* Begin Excerpt provided *
Zen Buddhism: The History And Practices Explained

It's been hundreds of years since Buddhism spread from India through the entirety of East and Southeast Asia. Buddhism essentially began as a sort of rebuke of entrenched, class-based poverty and oppression in Nepal. As the stories go, Siddhattha Gautama, the original Buddha (566 – 486 BCE), was a wealthy-born guy who stepped on the path to enlightenment after leaving his palace for the first time and becoming exposed to abject poverty (as the BBC summarizes). Buddhism really is a "we're all equal in our suffering and potential virtues" outlook on life.

At each point along its exodus out of Nepal, the values and precepts of Buddhism got tweaked. In India, the Buddha became considered an incarnation of the Hindu god Vishnu. In China in the sixth century, Buddhism abutted native Taoism and Confucianism and absorbed a bit of naturalism and light-dark duality. It went from Korea in the seventh century to Japan 500 years later in the 12th century, per the BBC

Over the centuries, core Buddhist beliefs — especially meaningful in countries with a large disparity of quality of life — intermingled with Thai, Cambodian, Vietnamese, Laotian, Indonesian, Malaysian, you name it, cultures. Some of these countries, like Indonesia, are Muslim majority (87%, per Statista), while others like Thailand are overwhelmingly Buddhist (93%, per the U.S. State Department). At present, there are numerous Buddhist schools of thought, offshoot sects, and half a billion followers worldwide, as History says. And in Japan, Buddhism took on it's very Japanese "Zen" flavor.

Be by not being

The BBC has a list of Zen principles that befuddle the mind if you were to envision them all at once. And to be honest, that's kind of the point. Precepts include (paraphrasing here), "focus on what is, not what you think is," "see what is, not what you think is," "don't think, just be," "don't philosophize, just 'get it,'" "don't be shackled by logic or words," and so on. All in all, these kinds of koans — phrases used to encapsulate abstractions and lead to enlightenment, as Big Think summarizes — are meant to perplex the mind into awareness. They're also meant to be ultimately irrelevant themselves.
* End Excerpt provided *
* Begin Data records *
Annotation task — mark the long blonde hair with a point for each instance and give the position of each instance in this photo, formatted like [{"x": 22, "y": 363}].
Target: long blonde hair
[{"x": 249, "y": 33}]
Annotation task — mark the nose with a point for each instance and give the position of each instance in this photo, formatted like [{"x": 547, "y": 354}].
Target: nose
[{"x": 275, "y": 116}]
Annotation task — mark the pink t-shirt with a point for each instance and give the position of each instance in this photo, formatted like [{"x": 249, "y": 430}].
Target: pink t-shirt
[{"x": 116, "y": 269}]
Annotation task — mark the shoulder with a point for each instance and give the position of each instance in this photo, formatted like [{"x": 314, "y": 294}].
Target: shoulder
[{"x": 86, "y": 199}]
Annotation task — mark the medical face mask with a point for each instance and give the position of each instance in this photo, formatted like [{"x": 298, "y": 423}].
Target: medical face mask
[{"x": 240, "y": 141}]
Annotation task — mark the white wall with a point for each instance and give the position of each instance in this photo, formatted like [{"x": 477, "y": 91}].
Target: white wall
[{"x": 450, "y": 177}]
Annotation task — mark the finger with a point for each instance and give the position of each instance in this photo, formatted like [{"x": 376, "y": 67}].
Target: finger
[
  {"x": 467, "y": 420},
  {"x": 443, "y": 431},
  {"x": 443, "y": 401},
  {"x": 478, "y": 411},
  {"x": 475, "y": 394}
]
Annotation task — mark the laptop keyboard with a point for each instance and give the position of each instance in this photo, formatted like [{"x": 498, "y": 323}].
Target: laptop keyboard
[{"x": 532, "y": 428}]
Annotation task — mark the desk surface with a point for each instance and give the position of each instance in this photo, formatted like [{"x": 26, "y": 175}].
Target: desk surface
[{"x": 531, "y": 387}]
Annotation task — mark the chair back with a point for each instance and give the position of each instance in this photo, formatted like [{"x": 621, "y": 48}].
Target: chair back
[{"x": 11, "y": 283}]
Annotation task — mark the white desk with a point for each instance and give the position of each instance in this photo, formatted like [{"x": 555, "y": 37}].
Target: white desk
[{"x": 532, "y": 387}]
* End Data records *
§ Short problem 1: According to the article on Zen Buddhism, what percentage of Thailand's population is Buddhist?
§ Short problem 2: Carry on the article on Zen Buddhism, picking up after its final sentence.
The records are separate material and are not part of the article on Zen Buddhism.

§ Written reply 1: 93%

§ Written reply 2:
It's most accurate to think of Zen Buddhism as a "way of being." You can't even accurately use words like "philosophy" or "belief system" because that implies some systematized method that precedes enlightenment and can be applied like mathematics. Just imagine (over-simplifying) sitting in the woods and being so attuned to your environment that your sense of self, your ego, your intellect and memories, everything you are, just whispers away. In that moment, you are your "true self," the self without all the accumulated garbage of sentient life. There is some incipient thing before your "self" that is, paradoxically, attainable only by vanishing.

Such Buddhist tenets, as the Association Zen Internationale explains, developed from exposure to Japan's indigenous Shinto religion. Shinto places a heavy emphasis on respect of nature and the interconnected spirit of all living things.

Transmitted from teacher to student

Zen Buddhism's history is pretty well-documented. As stated, Zen arrived in Japan from China in the 12th century (per the BBC). To its followers, though, Zen's history isn't necessarily reckoned by calendar years, but by which teacher passed on what teaching to which students.  

In the sixth century, about 1,000 years after the original Buddha lived, an Indian monk named Bodhidharma carried his particular brand of Buddhism to China. Bodhidharma emphasized a simple, sitting, cross-legged meditation ("zazen" in Japanese) to achieve enlightenment, without a lot of other elaborate rituals. He also emphasized action over belief, and a kind of spontaneous "shoot-from-the-hip" enlightenment, as Lion's Roar describes it. Enlightenment would come in spits and spurts, not through a gradual process, he said.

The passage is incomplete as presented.